* _SELECTED EXCERPT_:
========================================

The top lot was a Chippendale carved mahogany easy chair that was entrusted to Christie’s by the Philadelphia Museum of Art. Estimated at $600,000-$900,000 and attributed to the renowned yet mysterious Garvan carver, the chair brought in $1.16 million, the third highest price ever paid for the form. “We are thrilled to have been the successful bidders on the Garvan Carver easy chair. It is a wonderful chair,” said Todd Prickett of C.L. Prickett who specializes in American antiques. The Museum will use the funds for new acquisitions.

Another lot that brought in more than expected was a Queen Anne Japanned Maple Bureau Table. One of about forty known examples of japanned furniture from colonial America, it is the only bureau table known to exist. Estimated at $60,000-$90,000, the table sold for $98,500.

Two paintings by the maritime artist, Antonio Nicolo Gasparo Jacobsen (1850–1921), sold for more than their estimates that ranged from $12,000 to $18,000. The Paddlewheel Steamer St. John went for $45,000 while Fred B Dalzell went for $25,000.

Not all lots did as well as anticipated. A pair of Federal eagle-inlaid mahogany side chairs attributed to William Singleton were estimated at $60,000 to $90,000 but only sold for $32,500. The pair of chairs had been lent to the Diplomatic Reception Rooms at the Department of State in 1968 and remained in the Monroe Reception Room as part of a larger set of four related chairs until they were returned to the Wunsch Americana Foundation. Until know, the location of this particular pair was unknown.

========================================

* _INSTRUCTIONS FOR THE TASK_: In the auction report, swap "side chairs" for "armchairs" and write out the passage that begins at the words "Not all lots" and stops after "pair was unknown.". The entries bear no relation to the auction report.

* _ROWS_:
========================================

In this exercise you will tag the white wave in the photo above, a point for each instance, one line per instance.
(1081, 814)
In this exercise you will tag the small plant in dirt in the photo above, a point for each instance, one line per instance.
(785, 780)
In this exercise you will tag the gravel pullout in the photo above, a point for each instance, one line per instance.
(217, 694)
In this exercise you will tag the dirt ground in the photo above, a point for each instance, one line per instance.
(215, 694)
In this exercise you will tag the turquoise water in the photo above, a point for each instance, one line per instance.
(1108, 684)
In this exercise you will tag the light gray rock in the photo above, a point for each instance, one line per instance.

========================================

* _EXERCISE OUTPUT_:
Not all lots did as well as anticipated. A pair of Federal eagle-inlaid mahogany armchairs attributed to William Singleton were estimated at $60,000 to $90,000 but only sold for $32,500. The pair of chairs had been lent to the Diplomatic Reception Rooms at the Department of State in 1968 and remained in the Monroe Reception Room as part of a larger set of four related chairs until they were returned to the Wunsch Americana Foundation. Until know, the location of this particular pair was unknown.